• **Stated exercise**: Reproduce the following material verbatim, keeping every line unchanged and in its original order.
>> Start Data for processing
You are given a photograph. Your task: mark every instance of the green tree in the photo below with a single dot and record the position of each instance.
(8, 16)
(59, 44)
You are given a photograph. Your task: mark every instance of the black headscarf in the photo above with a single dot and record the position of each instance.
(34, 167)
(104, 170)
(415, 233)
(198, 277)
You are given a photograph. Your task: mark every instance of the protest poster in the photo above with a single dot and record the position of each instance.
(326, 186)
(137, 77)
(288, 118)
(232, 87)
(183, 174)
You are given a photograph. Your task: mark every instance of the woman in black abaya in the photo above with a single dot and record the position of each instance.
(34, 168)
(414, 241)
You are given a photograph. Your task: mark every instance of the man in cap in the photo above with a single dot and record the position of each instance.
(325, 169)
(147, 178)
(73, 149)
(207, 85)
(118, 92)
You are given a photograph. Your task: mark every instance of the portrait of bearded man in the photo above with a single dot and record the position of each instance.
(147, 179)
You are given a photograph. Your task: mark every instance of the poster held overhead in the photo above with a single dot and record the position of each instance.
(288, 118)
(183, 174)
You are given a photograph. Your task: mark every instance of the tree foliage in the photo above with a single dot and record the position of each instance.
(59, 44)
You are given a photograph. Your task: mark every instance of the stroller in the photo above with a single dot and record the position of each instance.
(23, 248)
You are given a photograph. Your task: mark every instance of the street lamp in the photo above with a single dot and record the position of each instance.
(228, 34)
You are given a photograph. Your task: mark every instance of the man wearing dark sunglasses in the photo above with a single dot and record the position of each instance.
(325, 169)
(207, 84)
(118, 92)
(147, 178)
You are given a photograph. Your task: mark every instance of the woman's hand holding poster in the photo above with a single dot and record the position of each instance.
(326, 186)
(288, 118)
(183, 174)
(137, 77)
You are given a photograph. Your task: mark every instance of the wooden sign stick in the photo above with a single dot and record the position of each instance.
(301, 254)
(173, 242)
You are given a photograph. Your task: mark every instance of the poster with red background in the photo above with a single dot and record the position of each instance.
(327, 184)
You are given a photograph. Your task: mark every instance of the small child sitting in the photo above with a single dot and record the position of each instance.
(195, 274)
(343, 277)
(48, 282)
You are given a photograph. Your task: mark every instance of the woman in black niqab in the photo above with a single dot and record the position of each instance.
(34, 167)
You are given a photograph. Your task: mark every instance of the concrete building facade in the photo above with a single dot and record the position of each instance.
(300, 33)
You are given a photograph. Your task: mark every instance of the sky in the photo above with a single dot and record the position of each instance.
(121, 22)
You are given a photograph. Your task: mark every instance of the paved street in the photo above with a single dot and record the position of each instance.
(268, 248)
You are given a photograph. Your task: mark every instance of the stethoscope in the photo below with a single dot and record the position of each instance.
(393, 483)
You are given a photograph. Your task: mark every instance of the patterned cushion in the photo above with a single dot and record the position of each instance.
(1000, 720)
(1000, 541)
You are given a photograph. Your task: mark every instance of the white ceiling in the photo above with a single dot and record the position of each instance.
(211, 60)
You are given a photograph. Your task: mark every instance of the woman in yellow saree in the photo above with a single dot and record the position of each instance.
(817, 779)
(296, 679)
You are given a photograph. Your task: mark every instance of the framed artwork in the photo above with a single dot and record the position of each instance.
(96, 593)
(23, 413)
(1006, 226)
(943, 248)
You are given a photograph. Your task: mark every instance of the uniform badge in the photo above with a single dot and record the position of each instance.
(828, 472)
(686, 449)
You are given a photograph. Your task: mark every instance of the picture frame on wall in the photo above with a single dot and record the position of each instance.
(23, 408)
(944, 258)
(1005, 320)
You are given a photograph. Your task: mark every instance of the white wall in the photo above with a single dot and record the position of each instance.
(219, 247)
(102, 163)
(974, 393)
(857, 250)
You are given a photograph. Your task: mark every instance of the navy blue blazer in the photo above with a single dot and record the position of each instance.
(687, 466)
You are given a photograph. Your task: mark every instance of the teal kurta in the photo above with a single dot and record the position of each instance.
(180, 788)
>> End Data for processing
• **Output for this task**:
You are given a photograph. Your task: mark every instance of the green tree in the photo below with a single dot and record the position of each instance.
(8, 16)
(59, 44)
You are given a photograph. Your task: mark every instance of the black headscarf in the photo above with a single dot and record the position of each instance.
(34, 167)
(104, 170)
(415, 233)
(198, 277)
You are given a photograph. Your task: mark every instance of the protest poster in the photo above with a single dot and record the position of each instance.
(326, 186)
(137, 77)
(288, 118)
(232, 87)
(183, 174)
You are given a photograph. Your task: mark every instance of the woman in black abaya in the photo above with a single dot and record the position of each instance.
(34, 168)
(414, 241)
You are given a photograph. Your task: mark every instance of the man in cap in the photo above with a single dot and record the position of each instance.
(325, 169)
(147, 178)
(73, 149)
(207, 85)
(118, 92)
You are given a photograph. Your task: mark every instance of the portrait of bearded man in the photo above with a single dot and record the position of each instance.
(147, 179)
You are given a photograph. Your task: mark every instance of the poster held overhead in the photo above with a single dot and record the position of each instance.
(288, 118)
(183, 174)
You are given a photograph. Your task: mark every instance of the tree foliage in the photo above with a single dot and record the position of each instance.
(59, 44)
You are given a photograph. Your task: mark every instance of the stroller in the photo above with a single dot and record the position of each instance.
(23, 248)
You are given a photograph. Your task: mark every instance of the street lamp in the photo above with a single dot and record the position of each instance.
(228, 34)
You are given a photograph. Your task: mark every instance of the man wearing dark sunglasses in the photo above with a single dot and record the position of each instance.
(325, 169)
(207, 84)
(118, 92)
(147, 178)
You are given a photograph. Your task: mark every instance of the woman's hand holding poster in the photo above with a single dot and record the position of each instance.
(326, 186)
(288, 118)
(183, 174)
(137, 77)
You are given a photograph. Your task: mark every instance of the wooden sign stick in the photo above with a single dot and record the position of each instance.
(301, 254)
(173, 242)
You are given a photograph. Your task: mark every instance of the poster with red background in the photo above with a single dot and record the position of each instance.
(327, 184)
You are given a photograph. Your task: mark every instance of the small child sitting in the photo above with a single dot and record the position of each instance.
(195, 274)
(343, 277)
(48, 282)
You are given a photograph. Your task: mark every instance of the woman in black niqab in the photo above with a single dot and record the position of each instance.
(34, 167)
You are given a photograph. Your task: mark every instance of the concrete building facade in the photo above with a single dot and record the position of each instance.
(300, 33)
You are given a photograph. Your task: mark every instance of the sky in the photo above with a single dot and record the position of each instance.
(121, 22)
You are given a photograph. Your task: mark every instance of the paved street in the photo above with a single dot and record the position of each instance.
(268, 248)
You are given a photograph. Your task: mark every instance of the stethoscope in the photo below with a single dot and record the position of each instance.
(393, 483)
You are given a photograph. Your task: mark every instance of the patterned cushion in the photo above with a single dot and record the position of each instance.
(1000, 720)
(1000, 541)
You are given a photograph. Your task: mark every instance of the white ceiling in the photo above with a single dot and record the position of each instance.
(211, 60)
You are given a photograph. Your task: mark every instance of the woman in yellow saree in the photo above with a single dot and record the position of each instance.
(817, 779)
(296, 679)
You are given a photograph. Your task: mark every instance of the framed artwork in the photo above with a single dot and record the position of each instance.
(96, 593)
(23, 413)
(1006, 226)
(943, 248)
You are given a photograph. Your task: mark every instance of the uniform badge in the photo above with a single dot and record the position of each instance.
(828, 472)
(686, 449)
You are given a photograph. Your task: mark every instance of the picture frame on wall in the photo above with a single dot and record the position of each instance.
(23, 408)
(944, 258)
(1005, 320)
You are given a photograph. Your task: mark every instance of the white wall in the photo above with a single dot and record the position of each instance.
(219, 247)
(102, 163)
(974, 393)
(857, 250)
You are given a photograph. Your task: mark every instance of the navy blue blazer in the photo above with a single dot and record the position of each instance.
(687, 466)
You are given a photograph. Your task: mark every instance of the teal kurta in the photo above with a single dot and record the position of each instance.
(180, 788)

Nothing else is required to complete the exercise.